Natural language region descriptions
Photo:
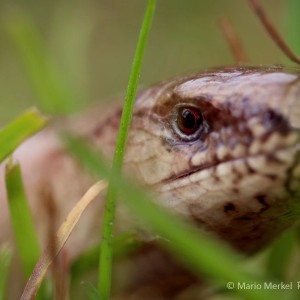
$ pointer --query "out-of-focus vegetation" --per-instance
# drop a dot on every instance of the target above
(90, 45)
(93, 42)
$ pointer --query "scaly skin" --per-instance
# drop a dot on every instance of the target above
(237, 177)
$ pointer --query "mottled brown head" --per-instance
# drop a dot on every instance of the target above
(222, 148)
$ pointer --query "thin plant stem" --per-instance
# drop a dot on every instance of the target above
(106, 253)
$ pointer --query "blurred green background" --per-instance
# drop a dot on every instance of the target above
(92, 42)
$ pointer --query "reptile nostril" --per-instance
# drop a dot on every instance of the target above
(275, 121)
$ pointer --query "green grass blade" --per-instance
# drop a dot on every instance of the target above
(5, 259)
(281, 254)
(20, 129)
(24, 230)
(293, 25)
(123, 244)
(53, 90)
(105, 257)
(203, 254)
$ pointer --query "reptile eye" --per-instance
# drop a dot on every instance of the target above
(189, 120)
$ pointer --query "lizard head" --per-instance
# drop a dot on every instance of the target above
(222, 149)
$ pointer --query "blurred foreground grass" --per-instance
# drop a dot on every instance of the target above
(205, 256)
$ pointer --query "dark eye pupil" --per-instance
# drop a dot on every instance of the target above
(189, 120)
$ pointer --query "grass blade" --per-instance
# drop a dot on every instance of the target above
(12, 135)
(123, 244)
(23, 226)
(202, 253)
(92, 292)
(63, 234)
(49, 83)
(5, 259)
(105, 257)
(293, 24)
(281, 254)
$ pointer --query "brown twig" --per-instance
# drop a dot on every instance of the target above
(233, 41)
(273, 32)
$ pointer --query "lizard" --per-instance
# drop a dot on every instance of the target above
(220, 148)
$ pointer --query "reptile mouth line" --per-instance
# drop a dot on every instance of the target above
(294, 148)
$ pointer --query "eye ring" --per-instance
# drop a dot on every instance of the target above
(187, 121)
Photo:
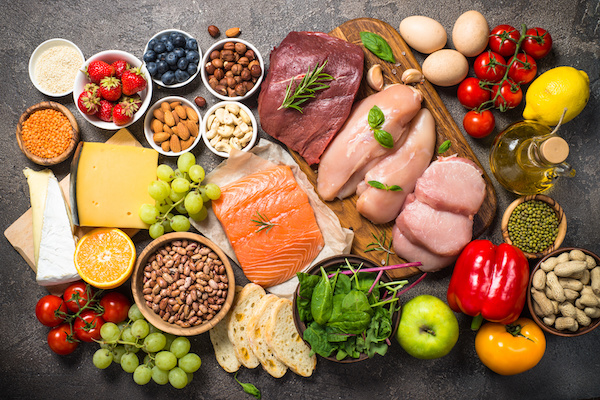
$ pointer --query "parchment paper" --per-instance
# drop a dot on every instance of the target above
(338, 240)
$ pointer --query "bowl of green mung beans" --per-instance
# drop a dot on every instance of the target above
(536, 224)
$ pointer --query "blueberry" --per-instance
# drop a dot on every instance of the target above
(159, 47)
(181, 76)
(168, 78)
(191, 44)
(149, 56)
(193, 56)
(162, 67)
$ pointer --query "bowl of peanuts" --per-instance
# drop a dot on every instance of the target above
(47, 133)
(229, 125)
(564, 292)
(172, 126)
(183, 283)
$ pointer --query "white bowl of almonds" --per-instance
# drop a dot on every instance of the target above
(228, 125)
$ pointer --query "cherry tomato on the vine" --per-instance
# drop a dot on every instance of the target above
(479, 124)
(539, 44)
(116, 305)
(58, 340)
(510, 95)
(46, 310)
(76, 296)
(471, 94)
(523, 68)
(490, 66)
(503, 40)
(87, 326)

- [Exercise]
Every line in the data that holds the string "green" should be copied.

- [Output]
$ pointer --query "blurred green background" --per-instance
$ pointer --query "green grass blade" --per-instance
$ pointer --query "bowl of green mung beans" --per-instance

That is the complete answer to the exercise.